What to work on:
Exactly the line with "the eye, find" and the lines that follow it, through the closing line of the entries, should be restated, with nothing left out or added.

Natural language region descriptions:
::::

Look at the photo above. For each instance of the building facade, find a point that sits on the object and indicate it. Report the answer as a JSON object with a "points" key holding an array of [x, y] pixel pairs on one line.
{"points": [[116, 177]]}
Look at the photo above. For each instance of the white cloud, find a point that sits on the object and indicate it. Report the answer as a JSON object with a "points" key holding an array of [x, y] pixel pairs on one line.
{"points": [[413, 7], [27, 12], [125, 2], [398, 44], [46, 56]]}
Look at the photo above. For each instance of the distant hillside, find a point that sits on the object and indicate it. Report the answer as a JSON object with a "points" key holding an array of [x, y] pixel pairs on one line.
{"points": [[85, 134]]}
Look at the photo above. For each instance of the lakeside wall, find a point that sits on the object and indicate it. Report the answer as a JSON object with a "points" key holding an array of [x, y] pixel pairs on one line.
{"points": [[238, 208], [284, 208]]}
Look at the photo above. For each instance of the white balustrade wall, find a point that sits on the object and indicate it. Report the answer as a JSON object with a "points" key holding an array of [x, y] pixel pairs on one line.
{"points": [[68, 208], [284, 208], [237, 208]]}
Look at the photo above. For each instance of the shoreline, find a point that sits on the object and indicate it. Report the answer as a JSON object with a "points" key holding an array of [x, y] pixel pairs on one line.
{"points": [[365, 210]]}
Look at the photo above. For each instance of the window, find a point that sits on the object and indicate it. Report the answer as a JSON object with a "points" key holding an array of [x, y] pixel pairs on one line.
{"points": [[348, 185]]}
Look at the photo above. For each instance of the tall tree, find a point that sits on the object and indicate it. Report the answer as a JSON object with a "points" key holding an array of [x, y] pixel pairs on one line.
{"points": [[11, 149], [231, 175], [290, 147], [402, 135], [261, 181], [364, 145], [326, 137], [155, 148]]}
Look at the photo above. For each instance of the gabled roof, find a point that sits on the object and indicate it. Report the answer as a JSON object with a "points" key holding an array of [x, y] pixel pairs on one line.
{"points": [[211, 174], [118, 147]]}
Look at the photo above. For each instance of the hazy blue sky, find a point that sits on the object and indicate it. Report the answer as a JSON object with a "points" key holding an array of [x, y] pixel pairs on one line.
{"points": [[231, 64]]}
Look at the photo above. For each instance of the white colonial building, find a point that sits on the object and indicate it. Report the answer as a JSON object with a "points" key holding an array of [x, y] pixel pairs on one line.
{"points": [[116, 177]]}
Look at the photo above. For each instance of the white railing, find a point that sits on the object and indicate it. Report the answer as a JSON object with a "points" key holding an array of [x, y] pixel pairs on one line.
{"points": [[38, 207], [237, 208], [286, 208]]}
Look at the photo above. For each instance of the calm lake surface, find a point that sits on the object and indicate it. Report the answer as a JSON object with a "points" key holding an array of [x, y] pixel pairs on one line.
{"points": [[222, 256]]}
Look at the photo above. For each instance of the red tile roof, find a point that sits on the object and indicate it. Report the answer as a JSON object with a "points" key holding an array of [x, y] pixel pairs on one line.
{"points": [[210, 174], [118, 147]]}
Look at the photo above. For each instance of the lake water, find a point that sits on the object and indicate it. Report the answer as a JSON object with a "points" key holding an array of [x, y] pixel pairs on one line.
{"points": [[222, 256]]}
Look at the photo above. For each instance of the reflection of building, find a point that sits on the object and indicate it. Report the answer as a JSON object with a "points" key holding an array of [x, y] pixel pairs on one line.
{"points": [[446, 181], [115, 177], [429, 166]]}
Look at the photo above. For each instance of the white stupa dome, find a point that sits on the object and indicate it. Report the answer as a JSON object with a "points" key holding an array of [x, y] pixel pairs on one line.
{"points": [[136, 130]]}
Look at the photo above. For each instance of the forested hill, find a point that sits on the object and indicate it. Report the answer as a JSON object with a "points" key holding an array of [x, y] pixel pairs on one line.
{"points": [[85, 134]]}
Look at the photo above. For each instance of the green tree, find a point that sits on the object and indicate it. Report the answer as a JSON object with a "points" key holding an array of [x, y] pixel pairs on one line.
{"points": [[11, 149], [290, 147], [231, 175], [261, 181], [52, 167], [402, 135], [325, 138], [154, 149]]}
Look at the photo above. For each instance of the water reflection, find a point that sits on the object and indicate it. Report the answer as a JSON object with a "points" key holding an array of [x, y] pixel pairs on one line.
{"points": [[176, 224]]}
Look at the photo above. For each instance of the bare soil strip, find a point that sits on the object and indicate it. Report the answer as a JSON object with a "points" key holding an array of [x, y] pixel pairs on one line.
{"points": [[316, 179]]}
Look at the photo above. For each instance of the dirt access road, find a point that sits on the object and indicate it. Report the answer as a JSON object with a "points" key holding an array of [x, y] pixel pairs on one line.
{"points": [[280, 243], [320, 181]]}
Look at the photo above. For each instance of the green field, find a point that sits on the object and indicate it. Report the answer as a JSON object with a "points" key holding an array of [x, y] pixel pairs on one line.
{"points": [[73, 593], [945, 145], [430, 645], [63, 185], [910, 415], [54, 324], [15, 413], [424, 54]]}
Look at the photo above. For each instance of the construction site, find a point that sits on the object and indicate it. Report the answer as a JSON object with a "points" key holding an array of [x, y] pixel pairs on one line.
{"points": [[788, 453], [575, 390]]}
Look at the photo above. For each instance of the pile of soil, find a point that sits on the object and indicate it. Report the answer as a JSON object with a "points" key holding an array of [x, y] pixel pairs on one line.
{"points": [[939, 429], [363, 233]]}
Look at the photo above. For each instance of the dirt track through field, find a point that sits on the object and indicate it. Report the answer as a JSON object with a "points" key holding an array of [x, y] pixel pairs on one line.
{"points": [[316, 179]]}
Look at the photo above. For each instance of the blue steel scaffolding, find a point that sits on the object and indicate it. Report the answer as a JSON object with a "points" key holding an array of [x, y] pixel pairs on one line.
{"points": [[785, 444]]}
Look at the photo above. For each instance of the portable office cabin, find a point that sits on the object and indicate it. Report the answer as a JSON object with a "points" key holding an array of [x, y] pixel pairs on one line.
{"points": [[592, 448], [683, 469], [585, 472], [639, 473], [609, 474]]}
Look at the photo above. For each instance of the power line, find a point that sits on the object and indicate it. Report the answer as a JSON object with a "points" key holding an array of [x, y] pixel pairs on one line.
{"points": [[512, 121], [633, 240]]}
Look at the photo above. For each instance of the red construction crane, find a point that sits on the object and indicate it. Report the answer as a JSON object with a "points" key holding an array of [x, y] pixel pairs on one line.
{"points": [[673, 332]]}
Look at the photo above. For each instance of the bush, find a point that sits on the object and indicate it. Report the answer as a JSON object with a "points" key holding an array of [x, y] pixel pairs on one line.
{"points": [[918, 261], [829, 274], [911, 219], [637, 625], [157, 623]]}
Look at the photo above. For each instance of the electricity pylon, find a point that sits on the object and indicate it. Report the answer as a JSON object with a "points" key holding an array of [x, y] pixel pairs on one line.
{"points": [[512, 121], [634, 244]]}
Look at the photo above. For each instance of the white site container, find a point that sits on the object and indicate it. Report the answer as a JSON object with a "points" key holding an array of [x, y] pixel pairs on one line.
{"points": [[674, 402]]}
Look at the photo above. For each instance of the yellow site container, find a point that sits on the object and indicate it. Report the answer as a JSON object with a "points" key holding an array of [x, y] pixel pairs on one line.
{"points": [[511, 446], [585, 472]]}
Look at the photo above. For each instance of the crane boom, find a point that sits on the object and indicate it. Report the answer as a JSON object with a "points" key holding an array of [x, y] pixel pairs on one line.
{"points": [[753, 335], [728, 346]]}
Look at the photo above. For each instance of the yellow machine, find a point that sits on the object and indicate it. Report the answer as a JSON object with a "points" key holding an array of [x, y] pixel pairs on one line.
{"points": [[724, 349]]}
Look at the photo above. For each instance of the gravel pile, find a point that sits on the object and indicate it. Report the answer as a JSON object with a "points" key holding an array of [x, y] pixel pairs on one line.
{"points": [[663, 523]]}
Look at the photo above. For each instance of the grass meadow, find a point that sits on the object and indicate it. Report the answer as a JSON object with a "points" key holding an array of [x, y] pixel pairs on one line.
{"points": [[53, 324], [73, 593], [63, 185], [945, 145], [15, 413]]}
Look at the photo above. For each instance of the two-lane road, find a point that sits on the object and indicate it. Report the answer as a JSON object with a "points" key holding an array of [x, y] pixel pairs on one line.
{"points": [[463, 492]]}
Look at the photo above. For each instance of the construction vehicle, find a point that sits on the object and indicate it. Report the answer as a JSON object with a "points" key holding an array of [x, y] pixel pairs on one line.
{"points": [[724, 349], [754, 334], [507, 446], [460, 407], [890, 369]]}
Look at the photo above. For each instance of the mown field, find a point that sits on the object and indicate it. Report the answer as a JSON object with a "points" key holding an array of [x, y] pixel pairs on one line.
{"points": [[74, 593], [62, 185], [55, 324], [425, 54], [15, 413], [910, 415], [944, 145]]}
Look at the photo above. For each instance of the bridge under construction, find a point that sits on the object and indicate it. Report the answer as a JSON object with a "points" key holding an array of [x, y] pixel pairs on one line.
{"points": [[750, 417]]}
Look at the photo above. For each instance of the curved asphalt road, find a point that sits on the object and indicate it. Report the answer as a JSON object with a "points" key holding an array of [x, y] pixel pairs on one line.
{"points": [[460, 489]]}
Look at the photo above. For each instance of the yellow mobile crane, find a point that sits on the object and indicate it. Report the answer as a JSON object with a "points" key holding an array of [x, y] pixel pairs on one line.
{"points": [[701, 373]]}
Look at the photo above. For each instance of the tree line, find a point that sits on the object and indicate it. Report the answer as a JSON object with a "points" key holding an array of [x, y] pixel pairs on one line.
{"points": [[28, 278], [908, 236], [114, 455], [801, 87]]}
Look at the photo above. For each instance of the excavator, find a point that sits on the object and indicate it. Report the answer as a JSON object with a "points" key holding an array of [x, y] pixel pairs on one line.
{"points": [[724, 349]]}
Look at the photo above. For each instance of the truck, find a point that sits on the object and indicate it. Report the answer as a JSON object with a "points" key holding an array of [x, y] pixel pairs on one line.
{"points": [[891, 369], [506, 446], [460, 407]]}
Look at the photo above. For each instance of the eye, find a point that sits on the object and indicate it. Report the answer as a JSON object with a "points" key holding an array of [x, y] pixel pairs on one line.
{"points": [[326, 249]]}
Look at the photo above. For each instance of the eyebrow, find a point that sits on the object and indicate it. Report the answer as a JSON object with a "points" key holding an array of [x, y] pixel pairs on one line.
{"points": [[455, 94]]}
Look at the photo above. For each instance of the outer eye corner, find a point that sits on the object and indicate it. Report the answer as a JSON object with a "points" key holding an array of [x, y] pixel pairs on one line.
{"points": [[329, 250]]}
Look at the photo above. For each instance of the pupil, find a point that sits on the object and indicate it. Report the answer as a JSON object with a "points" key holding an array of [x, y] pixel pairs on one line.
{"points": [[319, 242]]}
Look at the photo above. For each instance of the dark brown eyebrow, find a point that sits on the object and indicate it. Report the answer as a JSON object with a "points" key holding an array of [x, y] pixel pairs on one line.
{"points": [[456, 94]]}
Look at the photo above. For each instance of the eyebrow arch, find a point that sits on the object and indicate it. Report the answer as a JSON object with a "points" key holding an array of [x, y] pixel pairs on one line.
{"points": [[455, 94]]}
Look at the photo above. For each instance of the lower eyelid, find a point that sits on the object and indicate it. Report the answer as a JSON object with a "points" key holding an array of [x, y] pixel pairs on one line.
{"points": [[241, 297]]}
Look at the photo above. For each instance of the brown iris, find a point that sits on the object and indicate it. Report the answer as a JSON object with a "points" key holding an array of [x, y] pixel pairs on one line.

::::

Written reply:
Look at the photo above. For each instance of the eye, find a point that sits on the object and indicate it. Report the answer as a JSON object with a "points" key holding an array of [x, y] pixel pairs on one line.
{"points": [[326, 249]]}
Look at the photo above. For each instance of the eyebrow, find a point that sits on the object and indicate it. Report the answer as a JSON object with a "points" key holding an array of [x, y] pixel pairs on one line.
{"points": [[455, 94]]}
Look at the photo above. For each instance of the outer eye corner, find a point that sits on the object and indicate it. Report the answer as a JSON object with a "points" key holding an array of [x, y] pixel pairs on one line.
{"points": [[329, 250]]}
Look at the photo above. For each instance of the pupil, find a point that sits on the object and indicate it. Report the answer as a JSON object with a "points" key holding an array of [x, y] pixel pairs on one line.
{"points": [[319, 242]]}
Look at the photo above. For each instance of the dark brown eyebrow, find a point that sits on the object and indicate it. Report the answer as a JSON object with a "points" key holding an array of [x, y] pixel pairs on one line.
{"points": [[456, 94]]}
Look at the photo above. For each instance of the eyebrow arch, find a point that sits on the object and indicate it. Report the answer as a JSON object with a "points" key holding an array of [x, y] pixel pairs on one line.
{"points": [[455, 94]]}
Look at the photo above. For each instance of the lower eyelid, find a point that sits on the object and indicate it. Report the answer as a JSON object with a "points" key holding an array of [x, y] pixel pairs on one line.
{"points": [[241, 297]]}
Look at the photo above. For each instance of the brown iris, find a point that sits on the object and indicate it. Report the answer as a JSON object with a "points" key holding an array of [x, y] pixel pairs on one line.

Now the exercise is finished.